Excerpts of bounding box data
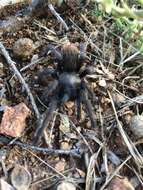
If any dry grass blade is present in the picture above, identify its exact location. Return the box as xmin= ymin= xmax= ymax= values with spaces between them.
xmin=100 ymin=156 xmax=131 ymax=190
xmin=108 ymin=91 xmax=143 ymax=167
xmin=0 ymin=42 xmax=40 ymax=119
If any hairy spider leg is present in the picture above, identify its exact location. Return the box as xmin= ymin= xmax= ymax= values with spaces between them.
xmin=33 ymin=98 xmax=58 ymax=144
xmin=40 ymin=80 xmax=58 ymax=105
xmin=81 ymin=86 xmax=96 ymax=128
xmin=37 ymin=68 xmax=58 ymax=85
xmin=79 ymin=42 xmax=87 ymax=59
xmin=76 ymin=92 xmax=81 ymax=120
xmin=46 ymin=45 xmax=63 ymax=61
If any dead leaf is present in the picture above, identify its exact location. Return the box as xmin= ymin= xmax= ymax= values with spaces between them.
xmin=107 ymin=177 xmax=135 ymax=190
xmin=55 ymin=160 xmax=66 ymax=172
xmin=11 ymin=165 xmax=32 ymax=190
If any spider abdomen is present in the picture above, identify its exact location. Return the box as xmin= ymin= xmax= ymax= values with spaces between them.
xmin=58 ymin=73 xmax=81 ymax=103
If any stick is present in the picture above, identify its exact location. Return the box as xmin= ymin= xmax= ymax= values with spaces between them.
xmin=48 ymin=4 xmax=69 ymax=31
xmin=0 ymin=42 xmax=40 ymax=119
xmin=0 ymin=136 xmax=82 ymax=157
xmin=0 ymin=0 xmax=28 ymax=9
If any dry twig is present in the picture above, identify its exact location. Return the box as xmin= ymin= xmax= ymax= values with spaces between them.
xmin=0 ymin=42 xmax=40 ymax=119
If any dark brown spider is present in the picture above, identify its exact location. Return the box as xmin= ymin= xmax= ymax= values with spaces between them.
xmin=34 ymin=43 xmax=96 ymax=143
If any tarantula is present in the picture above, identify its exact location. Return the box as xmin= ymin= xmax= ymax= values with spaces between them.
xmin=34 ymin=43 xmax=96 ymax=143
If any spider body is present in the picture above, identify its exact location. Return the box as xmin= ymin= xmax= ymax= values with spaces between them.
xmin=58 ymin=73 xmax=81 ymax=103
xmin=34 ymin=43 xmax=96 ymax=143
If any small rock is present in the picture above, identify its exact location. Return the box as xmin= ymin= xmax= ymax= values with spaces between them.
xmin=57 ymin=181 xmax=76 ymax=190
xmin=11 ymin=165 xmax=32 ymax=190
xmin=107 ymin=177 xmax=135 ymax=190
xmin=0 ymin=103 xmax=31 ymax=137
xmin=129 ymin=115 xmax=143 ymax=138
xmin=0 ymin=179 xmax=15 ymax=190
xmin=112 ymin=92 xmax=125 ymax=106
xmin=13 ymin=38 xmax=35 ymax=59
xmin=0 ymin=16 xmax=25 ymax=33
xmin=55 ymin=159 xmax=66 ymax=172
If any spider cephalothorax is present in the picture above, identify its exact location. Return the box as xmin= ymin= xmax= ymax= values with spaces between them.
xmin=35 ymin=43 xmax=96 ymax=142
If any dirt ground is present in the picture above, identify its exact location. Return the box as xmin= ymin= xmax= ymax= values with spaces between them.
xmin=0 ymin=0 xmax=143 ymax=190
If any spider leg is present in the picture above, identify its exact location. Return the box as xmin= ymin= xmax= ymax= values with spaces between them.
xmin=79 ymin=66 xmax=95 ymax=78
xmin=79 ymin=42 xmax=87 ymax=59
xmin=84 ymin=81 xmax=98 ymax=102
xmin=45 ymin=45 xmax=63 ymax=61
xmin=37 ymin=68 xmax=58 ymax=85
xmin=81 ymin=88 xmax=96 ymax=128
xmin=76 ymin=95 xmax=81 ymax=120
xmin=40 ymin=80 xmax=58 ymax=105
xmin=33 ymin=98 xmax=58 ymax=144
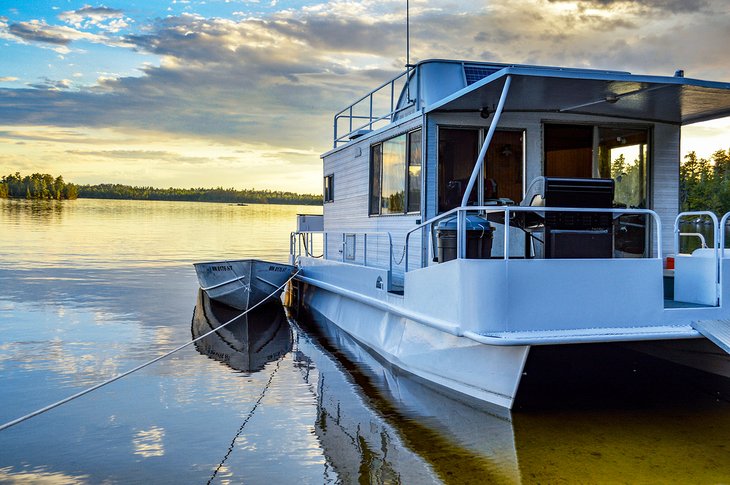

The exercise
Copy every line of the entries above word for word, leaving out the pictures.

Output for this exercise
If any dry grass blade is present in the picture above, identify its exact location. Return the box as xmin= ymin= xmax= ymax= values with spaces between them.
xmin=100 ymin=156 xmax=131 ymax=190
xmin=108 ymin=91 xmax=143 ymax=167
xmin=0 ymin=42 xmax=40 ymax=119
If any hairy spider leg is present in the picture above, identify its exact location. Return the box as xmin= ymin= xmax= ymax= values with spaces between them.
xmin=33 ymin=98 xmax=58 ymax=144
xmin=40 ymin=80 xmax=58 ymax=105
xmin=81 ymin=86 xmax=96 ymax=128
xmin=37 ymin=68 xmax=58 ymax=85
xmin=79 ymin=42 xmax=87 ymax=59
xmin=76 ymin=92 xmax=81 ymax=120
xmin=46 ymin=45 xmax=63 ymax=61
If any dead leaf is present in the picture above, identify its exact location. Return the box as xmin= ymin= xmax= ymax= values with spaces between them.
xmin=107 ymin=177 xmax=135 ymax=190
xmin=55 ymin=160 xmax=66 ymax=172
xmin=11 ymin=165 xmax=32 ymax=190
If any spider abdomen is present in the picture above, identify its exact location. Return the box as xmin= ymin= xmax= ymax= values with spaces between them.
xmin=58 ymin=73 xmax=81 ymax=103
If any stick is present in the picture above, identify its exact location. Return the box as xmin= ymin= xmax= ymax= values with spaces between them.
xmin=48 ymin=4 xmax=69 ymax=31
xmin=0 ymin=42 xmax=40 ymax=119
xmin=0 ymin=136 xmax=82 ymax=157
xmin=0 ymin=0 xmax=28 ymax=9
If any dry twig is present in the picture above, identify its exact location. Return the box as xmin= ymin= xmax= ymax= values with spaces between them.
xmin=0 ymin=42 xmax=40 ymax=119
If any dark brown spider is present in the picture above, identify its exact location. Return the box as xmin= ymin= xmax= ymax= values with spaces between them.
xmin=34 ymin=43 xmax=96 ymax=143
If any tarantula is present in the picture above, identify its exact location. Return the box as xmin= ymin= xmax= ymax= values with spaces between them.
xmin=34 ymin=43 xmax=96 ymax=143
If any spider body is present in the picture above, identify its exact location. Return the box as xmin= ymin= xmax= ymax= values with spaces between them.
xmin=58 ymin=73 xmax=81 ymax=103
xmin=34 ymin=43 xmax=96 ymax=143
If any small rock is present in the picture above, identify its exact location. Return the box as xmin= ymin= xmax= ymax= values with spaces between them.
xmin=57 ymin=181 xmax=76 ymax=190
xmin=11 ymin=165 xmax=32 ymax=190
xmin=107 ymin=177 xmax=135 ymax=190
xmin=0 ymin=103 xmax=31 ymax=137
xmin=129 ymin=115 xmax=143 ymax=138
xmin=0 ymin=179 xmax=15 ymax=190
xmin=112 ymin=92 xmax=125 ymax=106
xmin=13 ymin=38 xmax=35 ymax=59
xmin=0 ymin=16 xmax=25 ymax=33
xmin=55 ymin=159 xmax=66 ymax=172
If any spider cephalothorax is present in the picture above, identify its exact location. Return the box as xmin= ymin= xmax= ymax= values with spaces between them.
xmin=35 ymin=43 xmax=96 ymax=142
If any dirt ground is present in the picture above, identify its exact location. Return the box as xmin= ymin= xmax= ymax= values with spaces between them.
xmin=0 ymin=0 xmax=143 ymax=190
If any spider leg is present in the picture above, identify its exact location. Return the box as xmin= ymin= xmax= ymax= values with spaces between them.
xmin=79 ymin=66 xmax=95 ymax=78
xmin=79 ymin=42 xmax=87 ymax=59
xmin=84 ymin=81 xmax=98 ymax=102
xmin=45 ymin=45 xmax=63 ymax=61
xmin=37 ymin=68 xmax=58 ymax=85
xmin=81 ymin=88 xmax=96 ymax=128
xmin=76 ymin=95 xmax=81 ymax=120
xmin=40 ymin=80 xmax=58 ymax=105
xmin=33 ymin=98 xmax=58 ymax=144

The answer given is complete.